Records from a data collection

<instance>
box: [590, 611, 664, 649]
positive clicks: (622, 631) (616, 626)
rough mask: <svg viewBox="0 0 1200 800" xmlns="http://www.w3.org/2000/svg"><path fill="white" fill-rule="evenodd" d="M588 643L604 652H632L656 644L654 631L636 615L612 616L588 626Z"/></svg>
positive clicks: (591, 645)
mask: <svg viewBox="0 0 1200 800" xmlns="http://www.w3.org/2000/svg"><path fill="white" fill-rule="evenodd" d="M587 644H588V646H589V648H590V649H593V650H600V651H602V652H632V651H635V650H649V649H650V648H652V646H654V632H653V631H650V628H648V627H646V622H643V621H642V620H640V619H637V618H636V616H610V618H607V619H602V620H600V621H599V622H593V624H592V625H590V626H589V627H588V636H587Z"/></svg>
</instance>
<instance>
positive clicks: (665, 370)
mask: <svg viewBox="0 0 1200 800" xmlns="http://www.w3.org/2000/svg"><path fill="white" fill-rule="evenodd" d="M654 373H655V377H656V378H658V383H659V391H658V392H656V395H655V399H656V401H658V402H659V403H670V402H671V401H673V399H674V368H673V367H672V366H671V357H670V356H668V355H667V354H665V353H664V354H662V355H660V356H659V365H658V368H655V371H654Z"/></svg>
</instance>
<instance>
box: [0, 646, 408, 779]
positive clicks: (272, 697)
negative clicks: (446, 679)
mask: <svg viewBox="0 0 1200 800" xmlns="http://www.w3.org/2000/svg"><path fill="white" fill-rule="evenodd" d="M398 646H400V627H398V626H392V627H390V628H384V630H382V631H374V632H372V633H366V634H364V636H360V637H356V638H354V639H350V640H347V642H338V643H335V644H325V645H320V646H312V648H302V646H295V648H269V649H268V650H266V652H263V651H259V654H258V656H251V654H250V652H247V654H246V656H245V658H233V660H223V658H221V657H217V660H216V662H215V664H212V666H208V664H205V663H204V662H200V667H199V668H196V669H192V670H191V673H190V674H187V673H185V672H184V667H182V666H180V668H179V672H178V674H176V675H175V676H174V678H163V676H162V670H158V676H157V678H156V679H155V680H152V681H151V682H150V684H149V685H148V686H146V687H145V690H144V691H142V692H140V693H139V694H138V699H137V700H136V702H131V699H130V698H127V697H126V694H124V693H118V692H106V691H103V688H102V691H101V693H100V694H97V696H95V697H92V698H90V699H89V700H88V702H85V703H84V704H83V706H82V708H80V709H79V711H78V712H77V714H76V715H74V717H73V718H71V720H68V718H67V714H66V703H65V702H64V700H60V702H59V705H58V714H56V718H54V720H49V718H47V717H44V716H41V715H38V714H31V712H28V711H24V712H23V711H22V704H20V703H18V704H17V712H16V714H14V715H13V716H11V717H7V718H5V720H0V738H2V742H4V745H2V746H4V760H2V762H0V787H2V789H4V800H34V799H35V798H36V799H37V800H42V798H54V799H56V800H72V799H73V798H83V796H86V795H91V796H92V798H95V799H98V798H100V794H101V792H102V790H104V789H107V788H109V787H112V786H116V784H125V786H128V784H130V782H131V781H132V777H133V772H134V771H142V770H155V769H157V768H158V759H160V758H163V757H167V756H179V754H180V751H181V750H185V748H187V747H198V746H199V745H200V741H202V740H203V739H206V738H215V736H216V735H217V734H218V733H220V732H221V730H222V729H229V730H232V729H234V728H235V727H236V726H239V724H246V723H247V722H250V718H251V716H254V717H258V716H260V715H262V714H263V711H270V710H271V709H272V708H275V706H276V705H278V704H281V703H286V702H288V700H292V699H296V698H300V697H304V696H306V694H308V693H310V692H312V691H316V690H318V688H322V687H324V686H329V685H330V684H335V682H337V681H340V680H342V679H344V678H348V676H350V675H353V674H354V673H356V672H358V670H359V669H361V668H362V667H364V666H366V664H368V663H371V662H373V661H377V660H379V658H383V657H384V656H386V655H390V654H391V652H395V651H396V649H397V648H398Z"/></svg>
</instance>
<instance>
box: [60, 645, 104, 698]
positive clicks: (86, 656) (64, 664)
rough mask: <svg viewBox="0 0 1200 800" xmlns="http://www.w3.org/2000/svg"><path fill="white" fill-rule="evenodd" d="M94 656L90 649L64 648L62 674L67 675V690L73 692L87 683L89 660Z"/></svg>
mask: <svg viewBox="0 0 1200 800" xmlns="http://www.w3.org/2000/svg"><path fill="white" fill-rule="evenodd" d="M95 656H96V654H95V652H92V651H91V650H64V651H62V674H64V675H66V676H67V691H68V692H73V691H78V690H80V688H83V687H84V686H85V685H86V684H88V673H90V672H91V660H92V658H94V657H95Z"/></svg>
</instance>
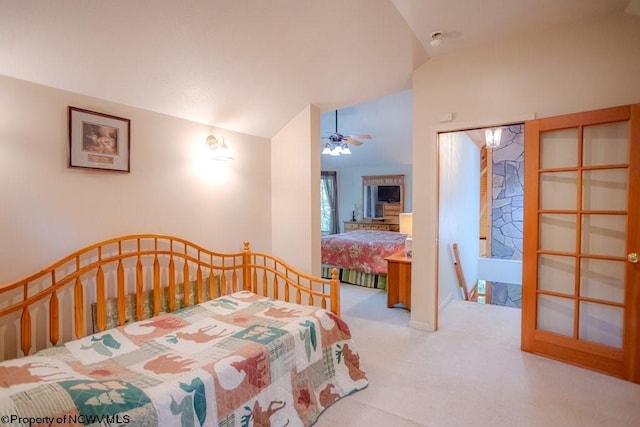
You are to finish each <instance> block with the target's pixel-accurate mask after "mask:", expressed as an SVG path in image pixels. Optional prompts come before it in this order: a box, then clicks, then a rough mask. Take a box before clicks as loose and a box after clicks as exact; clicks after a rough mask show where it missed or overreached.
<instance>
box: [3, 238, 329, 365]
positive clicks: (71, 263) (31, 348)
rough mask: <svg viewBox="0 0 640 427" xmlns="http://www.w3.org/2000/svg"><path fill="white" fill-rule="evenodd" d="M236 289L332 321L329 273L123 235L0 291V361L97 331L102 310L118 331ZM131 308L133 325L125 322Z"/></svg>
mask: <svg viewBox="0 0 640 427" xmlns="http://www.w3.org/2000/svg"><path fill="white" fill-rule="evenodd" d="M240 290H248V291H251V292H254V293H256V294H260V295H264V296H268V297H271V298H274V299H279V300H284V301H288V302H294V303H297V304H305V305H312V306H318V307H322V308H325V309H328V310H330V311H331V312H333V313H334V314H336V315H338V316H339V315H340V293H339V280H338V272H337V270H336V269H334V270H333V272H332V277H331V279H325V278H320V277H314V276H311V275H307V274H303V273H301V272H299V271H297V270H296V269H294V268H293V267H291V266H290V265H288V264H287V263H285V262H284V261H282V260H281V259H279V258H277V257H275V256H272V255H269V254H266V253H260V252H252V251H251V250H250V249H249V243H248V242H245V243H244V249H243V251H242V252H237V253H218V252H213V251H211V250H208V249H205V248H202V247H200V246H198V245H196V244H194V243H191V242H189V241H187V240H184V239H181V238H177V237H172V236H165V235H156V234H136V235H128V236H122V237H117V238H113V239H109V240H105V241H102V242H99V243H95V244H93V245H90V246H87V247H85V248H83V249H80V250H79V251H76V252H74V253H72V254H70V255H68V256H66V257H64V258H62V259H60V260H59V261H57V262H56V263H54V264H53V265H51V266H49V267H47V268H45V269H44V270H42V271H40V272H38V273H35V274H33V275H31V276H29V277H27V278H25V279H22V280H18V281H17V282H14V283H11V284H8V285H5V286H1V287H0V360H4V359H11V358H15V357H19V356H21V354H20V351H21V353H22V355H28V354H30V353H33V352H35V351H38V350H41V349H42V348H46V347H50V346H55V345H58V344H62V343H65V342H68V341H71V340H74V339H78V338H82V337H84V336H86V335H89V334H91V333H94V332H101V331H104V330H105V329H107V328H108V320H109V318H108V306H109V305H110V304H109V303H113V304H112V305H114V306H115V307H116V310H115V311H116V312H117V314H115V315H114V316H115V318H116V320H115V322H116V324H117V326H122V325H124V324H125V323H128V322H129V321H135V320H142V319H144V318H146V317H150V316H156V315H158V314H159V313H161V312H164V311H169V312H171V311H174V310H176V309H179V308H182V307H189V306H191V305H194V304H199V303H201V302H204V301H205V300H207V299H213V298H216V297H220V296H224V295H227V294H229V293H233V292H237V291H240ZM132 301H133V305H135V310H134V311H135V313H134V318H133V319H128V318H127V314H126V313H127V309H130V308H131V307H130V306H131V302H132ZM128 305H129V307H128ZM145 306H146V307H147V308H148V310H146V312H145ZM63 307H64V308H63ZM130 311H131V310H130ZM18 348H19V350H18Z"/></svg>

§ What to work on
The answer must be a verbatim transcription of the entries above, from the first line through the line that contains "643L604 652H632L656 644L654", and nothing more.

§ Solution below
<instance>
box: [590, 611, 664, 649]
positive clicks: (622, 631) (616, 626)
rough mask: <svg viewBox="0 0 1200 800" xmlns="http://www.w3.org/2000/svg"><path fill="white" fill-rule="evenodd" d="M588 643L604 652H632L656 644L654 631L636 615L612 616L588 626Z"/></svg>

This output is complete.